=== LISTING ===

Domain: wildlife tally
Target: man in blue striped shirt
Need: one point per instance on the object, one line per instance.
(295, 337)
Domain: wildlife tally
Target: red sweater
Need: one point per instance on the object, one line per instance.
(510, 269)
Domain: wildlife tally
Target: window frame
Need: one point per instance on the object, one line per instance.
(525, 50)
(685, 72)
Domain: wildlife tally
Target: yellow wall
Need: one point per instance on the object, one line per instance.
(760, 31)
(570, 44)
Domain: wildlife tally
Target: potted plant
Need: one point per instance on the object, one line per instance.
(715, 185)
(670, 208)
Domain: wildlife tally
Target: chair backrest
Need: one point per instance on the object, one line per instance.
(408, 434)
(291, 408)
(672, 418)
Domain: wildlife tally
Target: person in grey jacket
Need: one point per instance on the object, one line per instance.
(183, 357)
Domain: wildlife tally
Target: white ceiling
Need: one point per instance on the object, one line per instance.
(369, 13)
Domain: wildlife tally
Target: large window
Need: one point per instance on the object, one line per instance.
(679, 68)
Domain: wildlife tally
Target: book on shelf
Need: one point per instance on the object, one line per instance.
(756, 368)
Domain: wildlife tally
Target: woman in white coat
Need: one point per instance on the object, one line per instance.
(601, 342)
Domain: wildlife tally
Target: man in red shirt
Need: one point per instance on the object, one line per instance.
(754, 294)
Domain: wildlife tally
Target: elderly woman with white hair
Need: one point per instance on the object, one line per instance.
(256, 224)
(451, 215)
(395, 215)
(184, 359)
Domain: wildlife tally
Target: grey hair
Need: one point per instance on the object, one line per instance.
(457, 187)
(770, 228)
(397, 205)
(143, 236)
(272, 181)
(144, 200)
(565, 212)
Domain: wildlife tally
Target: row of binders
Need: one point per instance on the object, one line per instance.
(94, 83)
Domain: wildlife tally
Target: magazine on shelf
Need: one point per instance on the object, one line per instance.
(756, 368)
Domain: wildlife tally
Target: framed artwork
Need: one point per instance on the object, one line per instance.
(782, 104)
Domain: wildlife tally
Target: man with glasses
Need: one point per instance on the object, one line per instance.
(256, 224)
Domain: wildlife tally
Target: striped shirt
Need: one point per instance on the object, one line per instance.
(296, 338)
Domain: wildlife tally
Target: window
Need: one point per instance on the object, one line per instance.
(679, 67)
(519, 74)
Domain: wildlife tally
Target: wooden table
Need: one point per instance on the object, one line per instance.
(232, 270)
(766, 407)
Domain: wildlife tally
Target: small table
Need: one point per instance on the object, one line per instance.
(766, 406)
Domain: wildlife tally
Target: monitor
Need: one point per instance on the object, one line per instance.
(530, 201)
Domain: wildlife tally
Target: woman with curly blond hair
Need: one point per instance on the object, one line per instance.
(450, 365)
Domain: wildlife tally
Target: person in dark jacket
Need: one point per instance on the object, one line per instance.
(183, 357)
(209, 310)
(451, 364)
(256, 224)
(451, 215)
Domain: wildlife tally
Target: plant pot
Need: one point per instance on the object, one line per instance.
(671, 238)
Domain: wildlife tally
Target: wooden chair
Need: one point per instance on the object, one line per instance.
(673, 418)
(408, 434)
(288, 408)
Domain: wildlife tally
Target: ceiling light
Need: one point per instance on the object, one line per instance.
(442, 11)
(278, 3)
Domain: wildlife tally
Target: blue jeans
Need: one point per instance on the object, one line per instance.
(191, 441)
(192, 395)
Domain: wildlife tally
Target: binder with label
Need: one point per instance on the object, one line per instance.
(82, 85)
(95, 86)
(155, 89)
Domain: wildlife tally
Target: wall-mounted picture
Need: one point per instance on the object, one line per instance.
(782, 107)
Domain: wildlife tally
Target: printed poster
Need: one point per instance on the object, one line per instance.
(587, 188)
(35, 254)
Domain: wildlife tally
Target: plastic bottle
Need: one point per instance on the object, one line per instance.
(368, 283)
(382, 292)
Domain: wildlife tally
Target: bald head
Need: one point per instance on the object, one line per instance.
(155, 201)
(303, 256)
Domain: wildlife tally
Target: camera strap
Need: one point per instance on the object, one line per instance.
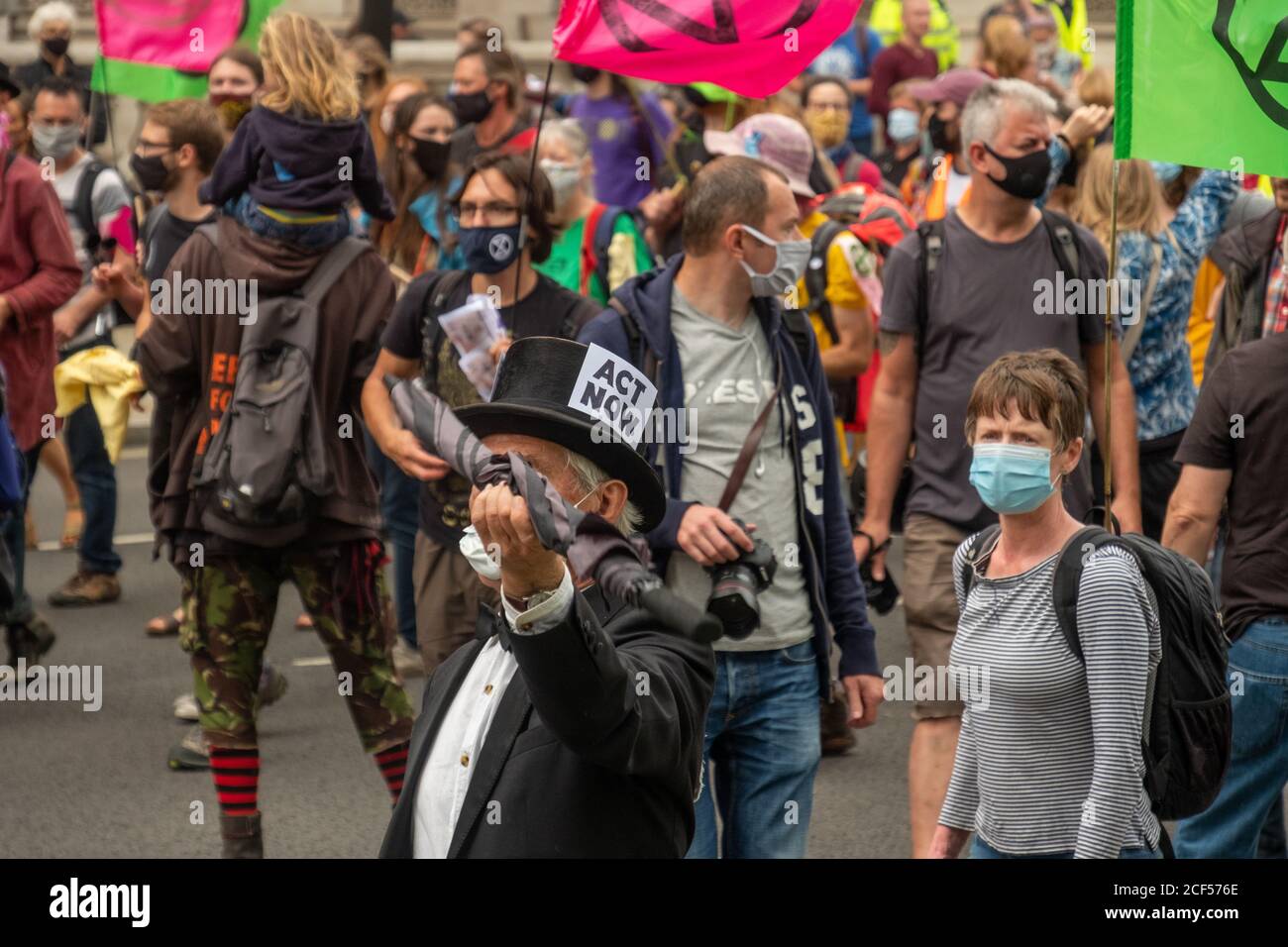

===
=== LISTING ===

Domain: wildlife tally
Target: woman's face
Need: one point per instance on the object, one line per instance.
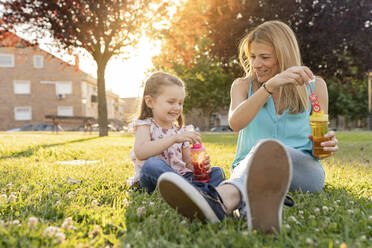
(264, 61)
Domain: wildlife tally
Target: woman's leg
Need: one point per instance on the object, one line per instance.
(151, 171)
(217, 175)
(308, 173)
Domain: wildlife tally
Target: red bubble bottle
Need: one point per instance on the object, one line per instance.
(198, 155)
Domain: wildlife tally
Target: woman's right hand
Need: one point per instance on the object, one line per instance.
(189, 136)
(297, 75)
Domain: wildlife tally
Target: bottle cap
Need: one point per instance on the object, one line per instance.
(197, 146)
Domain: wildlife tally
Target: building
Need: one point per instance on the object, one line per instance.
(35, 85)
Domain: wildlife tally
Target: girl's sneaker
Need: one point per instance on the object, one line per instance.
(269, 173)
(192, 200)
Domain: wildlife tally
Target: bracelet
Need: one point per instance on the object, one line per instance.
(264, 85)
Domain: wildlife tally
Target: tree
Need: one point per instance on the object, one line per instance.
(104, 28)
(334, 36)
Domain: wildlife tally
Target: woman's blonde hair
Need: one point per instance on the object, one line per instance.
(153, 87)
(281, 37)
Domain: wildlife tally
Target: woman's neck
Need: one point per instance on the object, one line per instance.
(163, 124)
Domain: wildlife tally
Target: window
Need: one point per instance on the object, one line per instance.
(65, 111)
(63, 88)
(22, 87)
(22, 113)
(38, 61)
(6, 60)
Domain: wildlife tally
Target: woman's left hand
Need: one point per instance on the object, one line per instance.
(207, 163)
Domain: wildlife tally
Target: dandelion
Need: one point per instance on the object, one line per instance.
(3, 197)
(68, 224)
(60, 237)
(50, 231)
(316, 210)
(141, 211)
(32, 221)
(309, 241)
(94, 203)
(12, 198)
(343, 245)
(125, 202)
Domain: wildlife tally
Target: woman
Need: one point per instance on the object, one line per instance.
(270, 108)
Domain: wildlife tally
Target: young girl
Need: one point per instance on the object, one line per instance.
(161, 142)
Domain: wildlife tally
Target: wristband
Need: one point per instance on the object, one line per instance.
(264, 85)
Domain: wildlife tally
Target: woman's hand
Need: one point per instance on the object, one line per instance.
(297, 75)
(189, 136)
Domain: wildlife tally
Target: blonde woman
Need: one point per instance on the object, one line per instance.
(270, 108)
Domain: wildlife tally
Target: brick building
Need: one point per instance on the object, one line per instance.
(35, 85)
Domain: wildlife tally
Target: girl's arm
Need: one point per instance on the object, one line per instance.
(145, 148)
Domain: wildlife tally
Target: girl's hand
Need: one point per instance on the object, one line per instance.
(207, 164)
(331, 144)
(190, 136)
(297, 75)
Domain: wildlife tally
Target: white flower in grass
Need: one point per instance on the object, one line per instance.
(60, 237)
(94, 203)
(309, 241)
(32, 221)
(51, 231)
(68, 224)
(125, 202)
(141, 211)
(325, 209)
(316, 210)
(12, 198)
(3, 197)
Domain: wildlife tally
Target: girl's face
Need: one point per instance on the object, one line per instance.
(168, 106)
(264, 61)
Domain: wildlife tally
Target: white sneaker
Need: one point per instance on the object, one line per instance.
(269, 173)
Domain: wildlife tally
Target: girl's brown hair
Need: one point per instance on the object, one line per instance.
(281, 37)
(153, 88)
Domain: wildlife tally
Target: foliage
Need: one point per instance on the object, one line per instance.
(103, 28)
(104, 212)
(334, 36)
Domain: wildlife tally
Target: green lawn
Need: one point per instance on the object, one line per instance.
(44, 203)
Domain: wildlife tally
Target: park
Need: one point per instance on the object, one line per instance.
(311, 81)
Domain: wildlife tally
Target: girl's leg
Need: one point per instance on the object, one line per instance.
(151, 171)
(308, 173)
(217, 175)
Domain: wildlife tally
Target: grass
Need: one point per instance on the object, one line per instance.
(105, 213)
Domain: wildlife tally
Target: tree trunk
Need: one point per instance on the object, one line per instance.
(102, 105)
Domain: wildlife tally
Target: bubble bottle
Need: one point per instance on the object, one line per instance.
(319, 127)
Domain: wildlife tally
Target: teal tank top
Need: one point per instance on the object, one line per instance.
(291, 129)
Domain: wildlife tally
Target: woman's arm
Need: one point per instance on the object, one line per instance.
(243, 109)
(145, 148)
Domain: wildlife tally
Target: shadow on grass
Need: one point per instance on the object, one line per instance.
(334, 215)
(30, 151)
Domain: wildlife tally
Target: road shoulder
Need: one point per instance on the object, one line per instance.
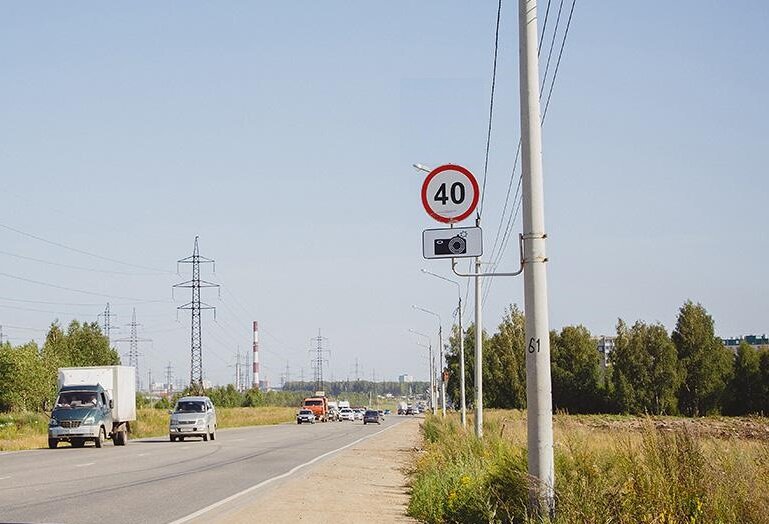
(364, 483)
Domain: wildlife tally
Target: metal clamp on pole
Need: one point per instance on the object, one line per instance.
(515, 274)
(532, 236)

===

* **WRITTEN REQUEST**
Report only how many lines in the material above contain the word "ceiling". Case must match.

* **EXPECTED ANSWER**
2